▶ Stated problem A
Copy out the KIN package description in full, word for word.

## start Selected passage

Skip to main content

KIN (K Immediate Neighbors) is a machine learning algorithm inspired by KNN (K Nearest Neighbors) which has been adjusted to graph-structured data.

Project description

K Immediate Neighbors

K Immediate Neighbors or KIN is a machine learning algorithm inspired by KNN (K Nearest Neighbors) which has been adjusted to graph-structured data. Instead of asking k nearest neighbors of a test sample in euclidean space about the label, it asks the k immidiate neighbors of a test node in graph.
You can use KIN in problems where it is possible to model your data as graph and classify the nodes.

Installation:

You can install the package using pip with the following commad:

pip install GML_KIN

Usage:

class KIN(k=0, num_edge_types=1, edge_weights=[1], validation_size=0.1, random_state=42)

Parameters:

k: int, default=0
Maximum number of immediate neighbors to ask about the label. In case of num_neighbors > k, asks the ones with the highest weight on their respective edge.
If k=0, asks all immediate neighbors.

num_edge_types: int, default=1
You can define multiple edge types with KIN. For example if you want to classify books, you might have edge types: same_author, same_genre, same_price_range, belonging_to_same_series, ...
This parameter represents the count of your different edge types.
Note that later these types will be identified with numbers ranging from 0 to num_edge_types-1

edge_weights: list, default=[1]
This shows the importance of different edge types in terms of classification.

## end Selected passage

▶ Stated problem B
Echo the rows verbatim, starting at the line that contains "TARGET: aviator sunglasses" and ending at the last line of the rows, with both ends included.

## start Available records

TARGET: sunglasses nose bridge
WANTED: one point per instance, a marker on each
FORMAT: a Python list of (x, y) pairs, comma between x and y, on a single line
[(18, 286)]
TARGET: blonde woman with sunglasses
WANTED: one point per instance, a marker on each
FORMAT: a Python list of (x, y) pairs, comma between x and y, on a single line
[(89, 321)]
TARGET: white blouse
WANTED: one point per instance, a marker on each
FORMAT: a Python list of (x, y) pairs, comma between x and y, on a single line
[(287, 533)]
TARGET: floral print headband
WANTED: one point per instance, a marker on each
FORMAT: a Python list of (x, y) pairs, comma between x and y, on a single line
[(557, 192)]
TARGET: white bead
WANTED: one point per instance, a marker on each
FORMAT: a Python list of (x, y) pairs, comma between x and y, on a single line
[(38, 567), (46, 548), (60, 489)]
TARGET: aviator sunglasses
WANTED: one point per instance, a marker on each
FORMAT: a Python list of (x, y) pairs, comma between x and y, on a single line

## end Available records

▶ Right answer A
Skip to main content

KIN (K Immediate Neighbors) is a machine learning algorithm inspired by KNN (K Nearest Neighbors) which has been adjusted to graph-structured data.

Project description

K Immediate Neighbors

K Immediate Neighbors or KIN is a machine learning algorithm inspired by KNN (K Nearest Neighbors) which has been adjusted to graph-structured data. Instead of asking k nearest neighbors of a test sample in euclidean space about the label, it asks the k immidiate neighbors of a test node in graph.
You can use KIN in problems where it is possible to model your data as graph and classify the nodes.

Installation:

You can install the package using pip with the following commad:

pip install GML_KIN

Usage:

class KIN(k=0, num_edge_types=1, edge_weights=[1], validation_size=0.1, random_state=42)

Parameters:

k: int, default=0
Maximum number of immediate neighbors to ask about the label. In case of num_neighbors > k, asks the ones with the highest weight on their respective edge.
If k=0, asks all immediate neighbors.

num_edge_types: int, default=1
You can define multiple edge types with KIN. For example if you want to classify books, you might have edge types: same_author, same_genre, same_price_range, belonging_to_same_series, ...
This parameter represents the count of your different edge types.
Note that later these types will be identified with numbers ranging from 0 to num_edge_types-1

edge_weights: list, default=[1]
This shows the importance of different edge types in terms of classification.

▶ Right answer B
TARGET: aviator sunglasses
WANTED: one point per instance, a marker on each
FORMAT: a Python list of (x, y) pairs, comma between x and y, on a single line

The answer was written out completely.